## [PROMPT]
Transcribe the passage of the fish-care text between "Your feeding is" and "with no food.", inclusive, with every word and mark unchanged.
━━ SUPPLIED TEXT ━━
Your feeding is on the high end. Make sure he's pooping regularly and not looking bloated. If he's not pooping regularly and looking bloated you could cut back to 2 2x a day. No matter what or how much you feed he needs one fast day a week with no food.

Here is how to do all those water changes without shocking:



> To do a water change, use a little cup like a plastic solo cup - this cup must be only for him and have never been used with soap or other chems. Scoop him up in this cup (keep him in the cup about 1/4 full of water - it doesn't need to be much because he won't be in it for long) and leave him in the cup while you change his water. To do the 50% use a turkey baster - dedicated only to him that has never seen soap or chems - and drag it through the gravel and try to suck as much of the poop out as possible, in addition to 50% of the water. Use a thermometer under the running tap to get it to be the same temp as the water that is normally in his tank. When the thermometer says the flowing tap is the right temp, fill back up his tank. At this point, add the conditioner (dose for how much water you change - if you change half the water you add half gallon worth of conditioner, If you do a 100% water change dose for the full gallon change). Float his plastic cup with him in it in the new water. Slowly add a couple tablespoons of the new water into his cup every 10 minutes for at least an hour. Finally, dump him in gently but try to get as little of the old cup water back into the tank as possible. When you do the weekly 100% you will do mostly the same thing except empty his tank fully and rinse everything in it very well under warm water but never use soaps or chemicals. Once it's fully cleaned/rinsed you can refill it and repeat the cup/acclimate phase.
━━━
━━ EXTRACTED DATA ━━
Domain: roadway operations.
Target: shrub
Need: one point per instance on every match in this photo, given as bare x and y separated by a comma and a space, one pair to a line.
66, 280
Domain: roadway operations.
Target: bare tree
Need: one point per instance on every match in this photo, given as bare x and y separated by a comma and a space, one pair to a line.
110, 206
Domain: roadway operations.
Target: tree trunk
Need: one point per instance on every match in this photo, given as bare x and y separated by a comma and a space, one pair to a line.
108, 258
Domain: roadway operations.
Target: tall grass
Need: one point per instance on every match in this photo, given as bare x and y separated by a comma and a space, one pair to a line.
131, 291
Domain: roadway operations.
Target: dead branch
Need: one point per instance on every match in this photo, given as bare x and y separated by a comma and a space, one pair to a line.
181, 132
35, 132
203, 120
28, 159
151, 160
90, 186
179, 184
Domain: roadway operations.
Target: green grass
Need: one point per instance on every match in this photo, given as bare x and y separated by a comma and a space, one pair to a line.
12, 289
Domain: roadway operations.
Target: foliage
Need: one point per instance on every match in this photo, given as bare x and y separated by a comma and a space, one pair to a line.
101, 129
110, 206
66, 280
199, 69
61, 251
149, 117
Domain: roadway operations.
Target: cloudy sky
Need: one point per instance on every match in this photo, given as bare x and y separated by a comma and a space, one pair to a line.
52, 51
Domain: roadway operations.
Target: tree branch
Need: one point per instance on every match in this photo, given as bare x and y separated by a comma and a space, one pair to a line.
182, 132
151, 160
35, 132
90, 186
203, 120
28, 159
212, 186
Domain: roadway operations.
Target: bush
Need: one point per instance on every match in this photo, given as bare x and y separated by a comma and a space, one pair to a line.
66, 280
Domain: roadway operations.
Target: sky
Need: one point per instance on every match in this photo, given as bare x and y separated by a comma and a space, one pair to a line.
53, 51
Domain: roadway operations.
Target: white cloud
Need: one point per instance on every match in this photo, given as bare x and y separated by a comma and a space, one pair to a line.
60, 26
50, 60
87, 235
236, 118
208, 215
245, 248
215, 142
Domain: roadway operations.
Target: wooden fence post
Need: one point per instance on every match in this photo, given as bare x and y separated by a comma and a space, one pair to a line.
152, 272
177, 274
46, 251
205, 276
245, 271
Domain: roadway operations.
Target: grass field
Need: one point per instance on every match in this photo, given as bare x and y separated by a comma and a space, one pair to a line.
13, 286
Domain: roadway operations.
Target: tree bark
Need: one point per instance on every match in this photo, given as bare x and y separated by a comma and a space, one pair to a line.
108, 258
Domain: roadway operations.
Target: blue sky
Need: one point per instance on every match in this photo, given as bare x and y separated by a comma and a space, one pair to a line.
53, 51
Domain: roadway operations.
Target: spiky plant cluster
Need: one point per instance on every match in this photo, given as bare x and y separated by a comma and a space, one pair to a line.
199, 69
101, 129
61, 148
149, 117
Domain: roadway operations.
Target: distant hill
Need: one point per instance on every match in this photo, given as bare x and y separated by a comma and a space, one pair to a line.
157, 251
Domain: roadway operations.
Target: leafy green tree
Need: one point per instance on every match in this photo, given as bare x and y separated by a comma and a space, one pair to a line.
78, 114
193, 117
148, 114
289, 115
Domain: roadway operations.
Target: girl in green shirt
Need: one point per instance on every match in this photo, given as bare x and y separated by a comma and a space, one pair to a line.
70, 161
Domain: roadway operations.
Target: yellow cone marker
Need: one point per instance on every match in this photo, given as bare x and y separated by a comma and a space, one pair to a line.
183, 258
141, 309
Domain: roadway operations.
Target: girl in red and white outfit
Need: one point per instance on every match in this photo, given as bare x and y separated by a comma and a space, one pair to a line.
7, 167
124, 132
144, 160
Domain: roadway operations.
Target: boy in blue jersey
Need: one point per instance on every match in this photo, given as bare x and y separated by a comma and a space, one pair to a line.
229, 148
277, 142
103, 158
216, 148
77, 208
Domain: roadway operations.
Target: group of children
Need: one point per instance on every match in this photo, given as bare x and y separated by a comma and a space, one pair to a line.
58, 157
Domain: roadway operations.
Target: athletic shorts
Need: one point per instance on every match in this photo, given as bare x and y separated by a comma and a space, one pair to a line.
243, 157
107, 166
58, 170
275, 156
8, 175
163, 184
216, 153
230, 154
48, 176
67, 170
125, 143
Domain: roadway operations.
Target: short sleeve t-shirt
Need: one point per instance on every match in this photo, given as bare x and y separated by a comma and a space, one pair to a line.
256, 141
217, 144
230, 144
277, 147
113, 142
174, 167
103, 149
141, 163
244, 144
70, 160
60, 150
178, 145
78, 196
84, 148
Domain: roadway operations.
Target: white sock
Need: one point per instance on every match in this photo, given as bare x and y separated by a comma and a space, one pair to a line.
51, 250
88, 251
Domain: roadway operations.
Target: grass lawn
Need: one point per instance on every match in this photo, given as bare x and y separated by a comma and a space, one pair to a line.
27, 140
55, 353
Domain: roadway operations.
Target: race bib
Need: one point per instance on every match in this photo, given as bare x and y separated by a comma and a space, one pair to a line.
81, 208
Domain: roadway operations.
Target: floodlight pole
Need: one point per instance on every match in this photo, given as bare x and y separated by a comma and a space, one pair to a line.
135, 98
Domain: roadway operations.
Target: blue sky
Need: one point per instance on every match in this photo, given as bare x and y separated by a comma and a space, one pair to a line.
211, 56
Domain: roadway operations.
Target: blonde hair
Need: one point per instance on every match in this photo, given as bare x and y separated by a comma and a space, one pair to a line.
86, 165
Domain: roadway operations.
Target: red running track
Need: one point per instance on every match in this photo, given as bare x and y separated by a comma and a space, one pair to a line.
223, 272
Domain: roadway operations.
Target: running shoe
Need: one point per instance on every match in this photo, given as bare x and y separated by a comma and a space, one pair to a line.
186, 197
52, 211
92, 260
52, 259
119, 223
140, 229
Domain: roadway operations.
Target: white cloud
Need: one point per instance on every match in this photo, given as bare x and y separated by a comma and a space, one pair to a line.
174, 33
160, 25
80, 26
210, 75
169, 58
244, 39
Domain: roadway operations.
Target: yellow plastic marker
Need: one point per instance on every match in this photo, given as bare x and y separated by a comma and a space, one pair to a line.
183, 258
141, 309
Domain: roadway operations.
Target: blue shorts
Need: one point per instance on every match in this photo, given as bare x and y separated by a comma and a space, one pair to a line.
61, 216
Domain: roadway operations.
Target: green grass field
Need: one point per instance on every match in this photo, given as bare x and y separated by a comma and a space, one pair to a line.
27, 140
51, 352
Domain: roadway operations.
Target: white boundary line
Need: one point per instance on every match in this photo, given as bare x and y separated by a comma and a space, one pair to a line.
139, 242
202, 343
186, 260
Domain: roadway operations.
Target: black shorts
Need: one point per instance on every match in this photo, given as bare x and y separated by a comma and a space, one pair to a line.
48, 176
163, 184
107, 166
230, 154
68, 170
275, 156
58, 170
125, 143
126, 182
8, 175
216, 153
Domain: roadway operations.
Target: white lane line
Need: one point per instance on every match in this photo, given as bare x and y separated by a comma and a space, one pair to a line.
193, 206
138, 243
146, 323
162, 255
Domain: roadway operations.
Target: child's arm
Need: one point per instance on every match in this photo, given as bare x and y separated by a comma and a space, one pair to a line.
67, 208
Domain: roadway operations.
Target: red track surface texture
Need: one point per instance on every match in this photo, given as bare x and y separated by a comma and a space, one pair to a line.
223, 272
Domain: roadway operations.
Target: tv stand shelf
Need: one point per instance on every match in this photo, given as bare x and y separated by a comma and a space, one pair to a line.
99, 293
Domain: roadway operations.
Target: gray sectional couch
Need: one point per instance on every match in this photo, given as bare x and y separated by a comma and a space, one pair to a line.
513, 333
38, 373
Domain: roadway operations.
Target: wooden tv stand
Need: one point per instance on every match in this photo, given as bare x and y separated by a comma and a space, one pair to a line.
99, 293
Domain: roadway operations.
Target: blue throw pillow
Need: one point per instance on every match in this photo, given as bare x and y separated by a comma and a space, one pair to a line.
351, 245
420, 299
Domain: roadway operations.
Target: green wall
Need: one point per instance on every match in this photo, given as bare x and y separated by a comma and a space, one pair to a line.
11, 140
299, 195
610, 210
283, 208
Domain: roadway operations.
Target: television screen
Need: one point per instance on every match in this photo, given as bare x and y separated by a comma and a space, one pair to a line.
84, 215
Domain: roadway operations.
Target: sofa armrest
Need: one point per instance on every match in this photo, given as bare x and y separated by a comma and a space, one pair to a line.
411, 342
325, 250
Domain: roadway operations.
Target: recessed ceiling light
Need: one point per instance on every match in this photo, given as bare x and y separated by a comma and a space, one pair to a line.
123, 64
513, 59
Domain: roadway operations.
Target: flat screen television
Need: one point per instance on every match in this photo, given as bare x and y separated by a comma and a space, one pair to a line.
━━━
## [SOLUTION TO THIS TASK]
Your feeding is on the high end. Make sure he's pooping regularly and not looking bloated. If he's not pooping regularly and looking bloated you could cut back to 2 2x a day. No matter what or how much you feed he needs one fast day a week with no food.